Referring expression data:
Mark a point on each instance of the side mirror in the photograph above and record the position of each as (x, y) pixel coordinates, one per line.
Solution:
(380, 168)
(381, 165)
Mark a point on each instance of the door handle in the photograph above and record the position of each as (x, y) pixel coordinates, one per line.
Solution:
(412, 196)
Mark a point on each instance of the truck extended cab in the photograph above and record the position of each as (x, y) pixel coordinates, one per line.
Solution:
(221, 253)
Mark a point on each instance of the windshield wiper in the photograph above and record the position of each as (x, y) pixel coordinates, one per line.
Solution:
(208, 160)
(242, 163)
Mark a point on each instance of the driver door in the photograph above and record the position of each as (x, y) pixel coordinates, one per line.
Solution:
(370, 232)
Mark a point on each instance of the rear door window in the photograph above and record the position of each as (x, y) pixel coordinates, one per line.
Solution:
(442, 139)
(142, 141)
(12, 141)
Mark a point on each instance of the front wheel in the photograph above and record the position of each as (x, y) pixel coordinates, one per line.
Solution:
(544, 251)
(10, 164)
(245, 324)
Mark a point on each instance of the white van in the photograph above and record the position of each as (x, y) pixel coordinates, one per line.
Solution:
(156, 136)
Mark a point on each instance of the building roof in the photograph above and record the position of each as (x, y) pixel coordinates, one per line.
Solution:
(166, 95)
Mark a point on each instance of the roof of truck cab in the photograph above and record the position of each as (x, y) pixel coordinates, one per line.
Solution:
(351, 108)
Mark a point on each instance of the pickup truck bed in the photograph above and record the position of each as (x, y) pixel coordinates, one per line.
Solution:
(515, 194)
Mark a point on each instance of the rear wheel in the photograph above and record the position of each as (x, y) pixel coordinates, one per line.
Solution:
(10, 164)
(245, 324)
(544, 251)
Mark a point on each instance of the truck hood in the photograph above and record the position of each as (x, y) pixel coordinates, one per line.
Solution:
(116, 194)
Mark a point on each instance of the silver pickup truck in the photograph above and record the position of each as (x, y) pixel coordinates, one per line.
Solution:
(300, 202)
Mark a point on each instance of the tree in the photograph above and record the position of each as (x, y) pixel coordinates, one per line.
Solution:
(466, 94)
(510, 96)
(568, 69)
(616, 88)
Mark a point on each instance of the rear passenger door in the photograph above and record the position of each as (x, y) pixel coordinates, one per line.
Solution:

EXERCISE →
Using the entries above, restate word for word every line from the one that contains "Mark a point on each instance of the rear passenger" through the last.

RESPONSE →
Mark a point on each instance of the rear passenger door in the photograph above and record the position of each as (x, y) pixel coordinates, one per line.
Solution:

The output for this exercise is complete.